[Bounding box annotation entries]
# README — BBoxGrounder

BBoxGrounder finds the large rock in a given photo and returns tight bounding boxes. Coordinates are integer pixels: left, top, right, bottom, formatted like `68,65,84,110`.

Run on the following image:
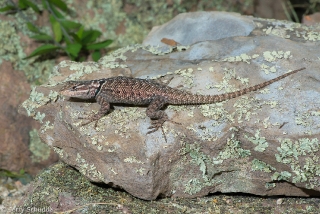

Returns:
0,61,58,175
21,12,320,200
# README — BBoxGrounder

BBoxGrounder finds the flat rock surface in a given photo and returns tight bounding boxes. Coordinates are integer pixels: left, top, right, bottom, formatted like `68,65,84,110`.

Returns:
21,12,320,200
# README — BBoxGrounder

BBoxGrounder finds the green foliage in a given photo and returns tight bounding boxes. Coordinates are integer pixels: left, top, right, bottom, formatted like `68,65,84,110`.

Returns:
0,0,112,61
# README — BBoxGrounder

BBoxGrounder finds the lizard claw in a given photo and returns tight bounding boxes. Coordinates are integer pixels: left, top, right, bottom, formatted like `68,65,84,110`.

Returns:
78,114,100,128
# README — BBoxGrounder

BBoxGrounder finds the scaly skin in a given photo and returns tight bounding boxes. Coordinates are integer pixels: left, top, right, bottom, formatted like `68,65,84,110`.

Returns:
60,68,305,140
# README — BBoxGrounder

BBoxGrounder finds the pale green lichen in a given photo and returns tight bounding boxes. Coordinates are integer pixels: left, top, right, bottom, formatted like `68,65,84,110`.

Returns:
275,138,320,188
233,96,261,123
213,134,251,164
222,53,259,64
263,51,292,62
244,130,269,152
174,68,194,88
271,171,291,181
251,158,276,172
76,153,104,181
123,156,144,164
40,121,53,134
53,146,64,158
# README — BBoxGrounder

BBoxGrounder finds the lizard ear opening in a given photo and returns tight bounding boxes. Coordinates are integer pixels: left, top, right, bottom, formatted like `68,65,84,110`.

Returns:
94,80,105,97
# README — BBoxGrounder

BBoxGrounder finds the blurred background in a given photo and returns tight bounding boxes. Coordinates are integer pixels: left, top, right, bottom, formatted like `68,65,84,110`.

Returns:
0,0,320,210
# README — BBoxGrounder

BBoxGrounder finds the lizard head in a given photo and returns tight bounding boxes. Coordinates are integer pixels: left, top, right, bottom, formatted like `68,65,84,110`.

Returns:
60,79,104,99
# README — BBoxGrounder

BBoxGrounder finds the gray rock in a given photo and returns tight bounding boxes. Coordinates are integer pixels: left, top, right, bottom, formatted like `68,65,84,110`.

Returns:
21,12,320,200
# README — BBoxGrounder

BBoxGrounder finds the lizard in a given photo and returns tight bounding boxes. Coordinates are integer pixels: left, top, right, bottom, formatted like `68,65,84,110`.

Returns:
==
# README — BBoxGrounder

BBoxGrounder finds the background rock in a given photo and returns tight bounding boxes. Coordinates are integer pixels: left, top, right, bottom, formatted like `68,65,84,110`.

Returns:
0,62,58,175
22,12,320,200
...
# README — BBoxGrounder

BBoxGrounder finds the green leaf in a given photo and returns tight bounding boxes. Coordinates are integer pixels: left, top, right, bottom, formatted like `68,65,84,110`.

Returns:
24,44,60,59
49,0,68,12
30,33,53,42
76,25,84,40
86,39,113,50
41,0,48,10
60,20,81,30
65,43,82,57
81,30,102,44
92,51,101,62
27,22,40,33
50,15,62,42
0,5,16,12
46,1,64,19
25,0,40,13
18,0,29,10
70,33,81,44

→ **PROBLEM STATEMENT**:
Locate each line in the data above that contains the word "background", and copy those lines out in full.

→ **FINISHED ANSWER**:
BBoxGrounder finds the blurred background in a given photo and returns tight bounding boxes. Coordinates are integer pixels: left, top, right, bottom, formatted like `68,65,84,110`.
BBoxGrounder finds the background rock in a given photo and returns tight bounding boxes. Coordinates are integer pixels: left, top, right, bottom, formatted like `68,65,84,110`.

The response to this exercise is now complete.